__Exercise objective__
Transcribe the entries below exactly.

__Data for processing__
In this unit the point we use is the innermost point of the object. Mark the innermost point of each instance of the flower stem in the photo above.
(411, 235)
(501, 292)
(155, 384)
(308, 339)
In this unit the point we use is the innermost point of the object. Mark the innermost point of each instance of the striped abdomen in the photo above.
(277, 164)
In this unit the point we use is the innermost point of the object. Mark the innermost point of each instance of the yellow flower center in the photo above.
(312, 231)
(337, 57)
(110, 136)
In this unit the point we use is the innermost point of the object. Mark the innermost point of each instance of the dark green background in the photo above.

__Problem solution__
In this unit the point we use is the innermost point of the object. Mark the innermost point of each instance of the flower stem in the photo above.
(411, 235)
(501, 292)
(155, 384)
(308, 339)
In this unit the point we use is the innermost point of the object. Mark the innermost point of each instance of the striped abdomen in the photo above.
(277, 164)
In this unit the point we use is the innermost point of the object. Mark the innermost point of each instance of the yellow flower center in the photo above.
(312, 231)
(337, 57)
(110, 136)
In this unit the point we use is the innermost point of the object. Mark the innermost point of each instance of the dark green background in the photo above.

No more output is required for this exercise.